Excerpts from a detection dataset
╔══

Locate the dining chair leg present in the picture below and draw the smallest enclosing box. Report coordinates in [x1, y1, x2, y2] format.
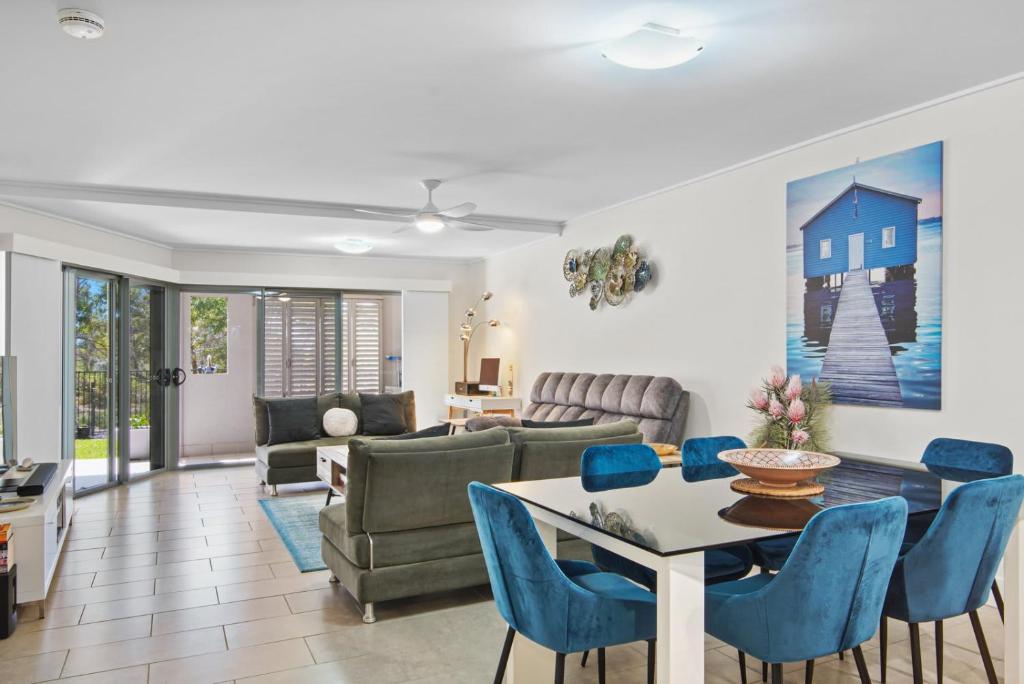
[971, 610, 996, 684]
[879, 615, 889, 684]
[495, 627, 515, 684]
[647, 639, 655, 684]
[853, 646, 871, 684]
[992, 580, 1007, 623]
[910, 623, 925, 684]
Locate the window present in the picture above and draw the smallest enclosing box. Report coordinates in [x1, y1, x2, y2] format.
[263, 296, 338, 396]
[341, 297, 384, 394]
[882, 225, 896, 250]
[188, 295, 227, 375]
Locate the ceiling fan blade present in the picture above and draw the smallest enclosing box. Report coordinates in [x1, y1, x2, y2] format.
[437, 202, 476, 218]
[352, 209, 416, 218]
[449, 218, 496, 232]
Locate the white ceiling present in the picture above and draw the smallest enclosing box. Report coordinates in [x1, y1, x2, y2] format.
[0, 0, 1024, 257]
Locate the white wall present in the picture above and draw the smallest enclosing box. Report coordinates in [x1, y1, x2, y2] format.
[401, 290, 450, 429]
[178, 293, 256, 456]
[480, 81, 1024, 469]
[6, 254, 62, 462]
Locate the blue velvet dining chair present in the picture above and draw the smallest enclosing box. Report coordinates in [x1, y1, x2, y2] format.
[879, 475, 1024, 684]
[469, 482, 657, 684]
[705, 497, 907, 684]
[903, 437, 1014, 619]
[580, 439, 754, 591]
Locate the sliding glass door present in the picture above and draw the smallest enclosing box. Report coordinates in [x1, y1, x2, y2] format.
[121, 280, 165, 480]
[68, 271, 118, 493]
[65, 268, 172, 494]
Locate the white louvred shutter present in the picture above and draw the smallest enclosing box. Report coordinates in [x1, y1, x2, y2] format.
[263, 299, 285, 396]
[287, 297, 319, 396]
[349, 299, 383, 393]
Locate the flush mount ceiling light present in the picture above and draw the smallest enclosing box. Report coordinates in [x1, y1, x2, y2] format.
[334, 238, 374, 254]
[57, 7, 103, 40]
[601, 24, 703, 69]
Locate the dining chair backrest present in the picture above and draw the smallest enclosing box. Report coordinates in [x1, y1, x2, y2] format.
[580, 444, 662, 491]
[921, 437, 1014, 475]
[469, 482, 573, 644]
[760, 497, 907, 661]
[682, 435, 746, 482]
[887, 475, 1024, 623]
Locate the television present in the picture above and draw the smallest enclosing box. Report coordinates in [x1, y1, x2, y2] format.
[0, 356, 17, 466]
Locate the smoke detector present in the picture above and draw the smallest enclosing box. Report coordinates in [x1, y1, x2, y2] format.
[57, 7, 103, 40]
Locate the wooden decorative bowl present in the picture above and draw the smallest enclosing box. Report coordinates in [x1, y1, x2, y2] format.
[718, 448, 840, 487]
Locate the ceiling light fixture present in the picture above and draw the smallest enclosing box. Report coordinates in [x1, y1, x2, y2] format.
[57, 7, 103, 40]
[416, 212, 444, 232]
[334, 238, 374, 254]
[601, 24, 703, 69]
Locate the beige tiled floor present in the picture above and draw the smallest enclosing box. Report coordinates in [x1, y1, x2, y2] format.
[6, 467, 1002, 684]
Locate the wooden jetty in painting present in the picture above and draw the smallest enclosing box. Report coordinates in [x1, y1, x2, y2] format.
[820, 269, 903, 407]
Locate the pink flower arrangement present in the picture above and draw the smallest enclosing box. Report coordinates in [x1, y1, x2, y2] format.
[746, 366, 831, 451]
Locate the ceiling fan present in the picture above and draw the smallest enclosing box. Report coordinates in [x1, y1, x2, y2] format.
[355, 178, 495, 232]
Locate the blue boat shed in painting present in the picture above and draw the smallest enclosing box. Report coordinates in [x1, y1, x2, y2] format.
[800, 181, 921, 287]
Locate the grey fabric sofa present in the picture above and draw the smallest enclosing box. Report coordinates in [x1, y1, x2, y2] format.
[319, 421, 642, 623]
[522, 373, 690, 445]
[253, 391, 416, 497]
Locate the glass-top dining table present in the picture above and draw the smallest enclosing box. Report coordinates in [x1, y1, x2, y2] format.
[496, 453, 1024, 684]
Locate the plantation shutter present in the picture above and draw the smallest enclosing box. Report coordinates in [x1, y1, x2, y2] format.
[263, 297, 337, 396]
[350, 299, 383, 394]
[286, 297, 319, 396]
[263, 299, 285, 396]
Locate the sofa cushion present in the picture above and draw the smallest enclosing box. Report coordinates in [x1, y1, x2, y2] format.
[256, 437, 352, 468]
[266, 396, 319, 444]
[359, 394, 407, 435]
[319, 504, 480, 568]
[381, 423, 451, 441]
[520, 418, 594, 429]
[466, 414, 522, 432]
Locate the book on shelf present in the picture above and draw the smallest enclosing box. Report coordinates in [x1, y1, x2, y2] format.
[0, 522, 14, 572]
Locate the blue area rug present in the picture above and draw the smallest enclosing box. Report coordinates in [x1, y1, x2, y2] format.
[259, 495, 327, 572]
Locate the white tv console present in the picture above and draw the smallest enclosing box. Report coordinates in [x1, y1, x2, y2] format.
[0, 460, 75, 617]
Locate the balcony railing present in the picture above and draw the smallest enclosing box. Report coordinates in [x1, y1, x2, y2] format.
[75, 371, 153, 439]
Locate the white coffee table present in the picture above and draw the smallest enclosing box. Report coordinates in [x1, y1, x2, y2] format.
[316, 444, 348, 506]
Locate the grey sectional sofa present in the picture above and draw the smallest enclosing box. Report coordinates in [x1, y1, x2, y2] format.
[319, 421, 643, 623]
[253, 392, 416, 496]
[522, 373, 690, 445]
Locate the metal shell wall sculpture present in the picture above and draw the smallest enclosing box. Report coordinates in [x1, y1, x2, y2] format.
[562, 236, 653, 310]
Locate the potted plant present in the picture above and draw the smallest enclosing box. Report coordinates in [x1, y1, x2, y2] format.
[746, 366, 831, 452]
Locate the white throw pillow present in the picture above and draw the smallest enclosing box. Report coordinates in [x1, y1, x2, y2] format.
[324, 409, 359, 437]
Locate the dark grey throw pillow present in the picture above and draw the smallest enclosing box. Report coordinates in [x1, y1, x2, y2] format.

╚══

### Given problem
Quote the entries above word for word. Leave the images out.

### Result of this task
Locate the dining chair leg present in the picture below and draw the smallest enclosing box. Report coordinates in [x1, y1, x2, y2] format.
[971, 610, 996, 684]
[879, 615, 889, 684]
[495, 627, 515, 684]
[647, 639, 655, 684]
[853, 646, 871, 684]
[992, 580, 1007, 623]
[910, 623, 925, 684]
Locate the window present in the picture above and draw the smallest enclosing box. Report coordinates in [x1, y1, x2, y2] format.
[263, 296, 338, 396]
[341, 297, 384, 394]
[882, 225, 896, 250]
[188, 295, 227, 375]
Locate the ceiling fan blade present in the picture above and draw the smallest enclosing box. Report coordinates in [x1, y1, x2, y2] format.
[437, 202, 476, 218]
[352, 209, 416, 218]
[449, 218, 496, 232]
Locate the white ceiling present in the picture above and draw the smallest enclosing box. Report coordinates in [x1, y1, x2, y2] format.
[0, 0, 1024, 257]
Locate the white wall present in the picture above and draw the smallest enclosing box. Report coordinates in [x1, y1, x2, y2] format.
[401, 290, 450, 429]
[178, 293, 256, 456]
[480, 81, 1024, 469]
[6, 254, 62, 462]
Locate the blue velvet dining chair present in the picture above and draw the smallest enclosing box. Report coordinates in [x1, y1, x2, y2] format.
[879, 475, 1024, 684]
[469, 482, 657, 684]
[705, 497, 907, 684]
[903, 437, 1014, 619]
[580, 439, 754, 591]
Locate the sliding glass door present in the picture above and draw the smallest enclosing box. Report coordinates in [x1, y1, x2, y2] format.
[121, 280, 165, 480]
[68, 271, 118, 493]
[65, 268, 172, 494]
Locate the white louvred shutter present in the picture above and draw the smallest enclosing box. Report coordinates in [x1, y1, x2, y2] format.
[263, 299, 285, 396]
[287, 297, 319, 396]
[349, 299, 383, 393]
Locate the flush mount ceiling light present in the picture above and draw the smallest enclosing box. Report coordinates in [x1, y1, x2, y2] format.
[334, 238, 374, 254]
[57, 7, 103, 40]
[601, 24, 703, 69]
Locate the dining chair backrest present in the picture above and draw the smallest enclosing box. Report coordinates in [x1, y1, x2, y2] format.
[580, 444, 662, 491]
[921, 437, 1014, 475]
[469, 482, 573, 644]
[760, 497, 907, 661]
[682, 435, 746, 482]
[887, 475, 1024, 623]
Locate the television present in the picture above and draw the smallest enclosing box. Report coordinates in [x1, y1, x2, y2] format.
[0, 356, 17, 466]
Locate the smoke detector present in the picture above and draw the smallest enclosing box. Report coordinates in [x1, y1, x2, y2] format.
[57, 7, 103, 40]
Locate the wooden decorative bowl present in the picture above and draw the smallest enclosing box. Report coordinates in [x1, y1, x2, y2] format.
[718, 448, 840, 487]
Locate the ceiling light fixture present in the picture above and draw the smallest enclosing box. Report coordinates in [x1, y1, x2, y2] format.
[57, 7, 103, 40]
[416, 212, 444, 232]
[334, 238, 374, 254]
[601, 24, 703, 69]
Locate the beige tiled floor present in the picture above and draw the smallest enclosing box. Report coordinates in [x1, y1, x2, y2] format.
[6, 467, 1002, 684]
Locate the wooden jetty in painting present in the picture above and draw the smallest enclosing box. Report coordinates in [x1, y1, x2, y2] format.
[820, 269, 903, 407]
Locate the pink flower arrangement present in the picture above and draw the smallest enclosing box. Report coordinates in [x1, y1, x2, y2] format.
[746, 366, 831, 451]
Locate the ceiling fan present in the picture above and draw the smallest enclosing box. Report coordinates in [x1, y1, x2, y2] format.
[355, 178, 495, 232]
Locate the blue boat shed in painting present in the picture above and draw the smallest enclosing box. Report coordinates in [x1, y1, x2, y2] format.
[800, 181, 921, 287]
Locate the grey fabric sofa present in the picture above and draw the smallest enclosing box. Report coordinates in [x1, y1, x2, y2] format.
[319, 421, 642, 623]
[522, 373, 690, 445]
[253, 391, 416, 497]
Locate the glass-top dining table present in the picture above and draw the smallest enclosing box. Report coordinates in [x1, y1, x2, y2] format.
[496, 453, 1024, 684]
Locate the plantation shutter present in the picture above and draw the smallest enclosing box. Report coordinates in [x1, y1, x2, y2] format.
[263, 297, 337, 396]
[350, 299, 383, 394]
[286, 297, 319, 396]
[263, 299, 285, 396]
Locate the sofa cushion present in the picture above and draw the smallest enclosing box. Report coordinates in [x1, y1, x2, y2] format.
[256, 437, 352, 468]
[266, 396, 319, 444]
[359, 394, 407, 435]
[319, 504, 480, 568]
[381, 423, 451, 441]
[520, 418, 594, 429]
[466, 414, 522, 432]
Locate the book on shelf present in the picture above and draw the smallest enclosing box. Report coordinates in [x1, y1, x2, y2] format.
[0, 522, 14, 572]
Locate the blue area rug present in the picture above and draw the smallest enclosing box. Report coordinates in [x1, y1, x2, y2] format.
[259, 495, 327, 572]
Locate the white tv console present in the picture above and draw the smallest enclosing box. Report coordinates in [x1, y1, x2, y2] format.
[0, 460, 75, 617]
Locate the balcony railing present in the picture above and draw the smallest enclosing box. Report coordinates in [x1, y1, x2, y2] format.
[75, 371, 153, 439]
Locate the white coffee table present in the picture above and draw the smallest enclosing box. Report coordinates in [x1, y1, x2, y2] format.
[316, 444, 348, 506]
Locate the grey sectional sofa present in the picture above and draw the smallest enclosing box. Report coordinates in [x1, y1, x2, y2] format.
[319, 421, 643, 623]
[253, 392, 416, 496]
[522, 373, 690, 445]
Locate the metal shell wall sculpture present in the picture above and draw the smallest enclosing box. Report coordinates in [x1, y1, x2, y2] format.
[562, 236, 653, 310]
Locate the potted plant present in the picture above and draw the smallest enclosing box. Report coordinates in [x1, y1, x2, y2] format.
[746, 366, 831, 452]
Locate the white throw pillow present in the picture above and draw the smallest enclosing box. Report coordinates in [x1, y1, x2, y2] format.
[324, 409, 359, 437]
Locate the dark grey throw pillow present in the picture above and draw the smallest enclosing box. Report coordinates in [x1, y1, x2, y2] format.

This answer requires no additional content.